The British have given up empire over palm and pine but they have not lost much of their dominion over the writing of biography and history. Dick Wilson's painstaking biography of Zhou Enlai (frequently spelled Chou En-lai) is in this grand tradition. No library or university should be without it in any language.

No one can understand China, past, present or future, without a basic understanding of prime minister Zhou Enlai and his pivotal role. Along with his superior, Mao Tse-tung, he has no peer in the East and few in the leadership of a revolution at any time or place.

High-priest sinologists will no doubt look askance at Wilson because he is a journalist with the gift of communication. But his qualifications are most impressive. Among other roles, he has edited The China Quarterly in London. He has studied India, which has stultified for lack of a revolution, and published books on Southeast Asia and Singapore. Like my late husband, Edgar Snow, he is a bridge between East and West.

What is more fascinating than the history or legends of revolution? I do not agree with much of Wilson's book, but I appreciate its value and his achievement. (Both my husband and I had to take serious risks in 1936-37 to get at the facts about the "Red bandits," as the Communists were officially called by the Kuomintang. Edgar Snow returned from the trips which produced his "Red Star Over China" book with life histories of Zhou, Mao and other leaders. Afterward, everyone except Mao greeted me worriedly with the demand that I make sure my husband cut out any unfavorable words about Generalissimo Chiang Kai-shek, as the new line was a saccharine diplomacy for a united front against the Japanese invaders.)

Nothing I know of compares with Zhou Enlai's life experience: his lucky escapes from danger, his total fearlessness, and his rise by merit from pigtail, bankrupt beginnings to the top. His mother, who had bound feet, had to give him to his uncles.

Zhou was handsome, brilliant, cultivated and charming. Born in 1898, he began as a leader in the May 4 Movement of 1919 in treaty-port Tianjin, where he had scholarships at the Christian Nakai Middle School and was the prote'ge' of its YMCA president, Dr. Chang Poling. In 1920-1924 he was in France as a work-and-study student. He joined the Communist Party and was picked by the Russian advisers in Canton for leadership in the 1925-1927 revolution, along with Chiang Kai-shek. Driven underground in the cities, he and his wife, Deng Yingchao, escaped to Mao Tse-tung's stronghold in Jiangxi and barely survived the Long March of 1934-35. He was premier from the seizure of power in 1949 to his death from cancer in 1976.

Wilson missed one of Zhou's secrets of success -- his friendship with Ye Jianying, who was made chairman of the National People's Congress after Zhou's death. He does no justice to the model puritan marriage from 1924 to one of the leaders of the Chinese women's movement. Deng Yingchao is still active and the most respected woman in China. Like their non-communist friend, Madame Sun Yat-Sen, and at much cost to themselves, both set themselves up as role models for youth and Communist Party members.

Wilson overstates the influence and initiatives of Zhou, as if they were a seesaw with those of Mao. In fact, the Zhou-Mao pairing was synergistic, as both knew. Mao was the presiding genius; Zhou was the executive and administrator "who held things together." In addition, he was the authority on foreign affairs. Zhou was seated on a gyroscope in the long zigzag Chinese revolution, always picking the winning side but keeping a low profile. He was not noted for his wit, but he did coin the slogan for the Red Guards in the Cultural Revolution of 1966-1976: "Power should be seized from below, but only according to Mao's directions from above."
• • • •
__What you will do__:
How would you translate this sentence from the review into French: "Zhou was handsome, brilliant, cultivated and charming."? Draw only on the review.

[Natural-language object grounding data]
• • • •
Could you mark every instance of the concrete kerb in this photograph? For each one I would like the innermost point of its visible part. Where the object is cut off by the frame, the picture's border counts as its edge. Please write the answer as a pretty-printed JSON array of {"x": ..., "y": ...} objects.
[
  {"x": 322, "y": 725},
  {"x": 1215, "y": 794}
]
• • • •
__Solution to this problem__:
Zhou était beau, brillant, cultivé et charmant.